§ Source data:
☆ ☆ ☆ ☆

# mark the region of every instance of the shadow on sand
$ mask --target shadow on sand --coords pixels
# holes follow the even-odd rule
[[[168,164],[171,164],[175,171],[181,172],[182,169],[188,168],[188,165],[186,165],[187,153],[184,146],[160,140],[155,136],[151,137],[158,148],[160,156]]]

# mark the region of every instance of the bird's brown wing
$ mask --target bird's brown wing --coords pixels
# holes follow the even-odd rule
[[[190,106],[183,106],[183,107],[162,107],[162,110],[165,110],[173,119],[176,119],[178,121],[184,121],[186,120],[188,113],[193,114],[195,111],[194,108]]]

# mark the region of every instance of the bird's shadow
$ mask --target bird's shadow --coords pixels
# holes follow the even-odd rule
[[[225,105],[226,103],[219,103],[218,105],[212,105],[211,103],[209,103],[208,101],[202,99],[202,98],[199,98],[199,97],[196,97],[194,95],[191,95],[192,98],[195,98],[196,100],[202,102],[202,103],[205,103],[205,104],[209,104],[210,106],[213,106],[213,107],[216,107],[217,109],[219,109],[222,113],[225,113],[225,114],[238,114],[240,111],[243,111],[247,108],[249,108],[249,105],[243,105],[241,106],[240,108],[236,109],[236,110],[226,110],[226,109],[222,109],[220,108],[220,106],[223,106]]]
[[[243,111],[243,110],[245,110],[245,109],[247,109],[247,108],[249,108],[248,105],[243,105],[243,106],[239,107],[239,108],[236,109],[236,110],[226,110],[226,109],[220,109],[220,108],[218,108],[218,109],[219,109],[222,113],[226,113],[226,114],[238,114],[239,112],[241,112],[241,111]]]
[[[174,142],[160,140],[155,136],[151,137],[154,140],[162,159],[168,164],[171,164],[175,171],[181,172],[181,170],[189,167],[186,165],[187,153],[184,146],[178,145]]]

☆ ☆ ☆ ☆

§ WHAT NEEDS TO BE DONE: Give the entries again in full, exactly as they are written.

§ ANSWER TO THIS EXERCISE:
# mark the region of every instance of the shadow on sand
$ mask --target shadow on sand --coords pixels
# holes follow the even-odd rule
[[[168,164],[171,164],[175,171],[181,172],[182,169],[188,168],[188,165],[186,165],[187,153],[184,146],[160,140],[155,136],[151,137],[158,148],[160,156]]]

# mark the region of every instance of the bird's brown wing
$ mask --target bird's brown wing --coords pixels
# holes follow the even-odd rule
[[[190,106],[183,106],[183,107],[162,107],[162,110],[165,110],[173,119],[176,119],[178,121],[184,121],[186,120],[188,113],[193,114],[195,111],[194,108]]]

# mark the region of every instance of the bird's shadow
$ mask --target bird's shadow --coords pixels
# holes follow the even-odd rule
[[[225,105],[226,103],[219,103],[218,105],[212,105],[211,103],[209,103],[208,101],[202,99],[202,98],[199,98],[199,97],[196,97],[194,95],[191,95],[192,98],[195,98],[196,100],[202,102],[202,103],[205,103],[205,104],[209,104],[210,106],[213,106],[213,107],[216,107],[217,109],[219,109],[222,113],[225,113],[225,114],[238,114],[240,111],[243,111],[247,108],[249,108],[249,105],[243,105],[241,106],[240,108],[236,109],[236,110],[226,110],[226,109],[222,109],[220,108],[220,106],[223,106]]]
[[[243,111],[243,110],[245,110],[245,109],[247,109],[247,108],[249,108],[248,105],[243,105],[243,106],[239,107],[239,108],[236,109],[236,110],[226,110],[226,109],[220,109],[220,108],[218,108],[218,109],[219,109],[222,113],[226,113],[226,114],[238,114],[239,112],[241,112],[241,111]]]
[[[174,142],[160,140],[155,136],[151,137],[154,140],[162,159],[168,164],[171,164],[175,171],[181,172],[181,170],[189,167],[186,165],[187,153],[184,146],[178,145]]]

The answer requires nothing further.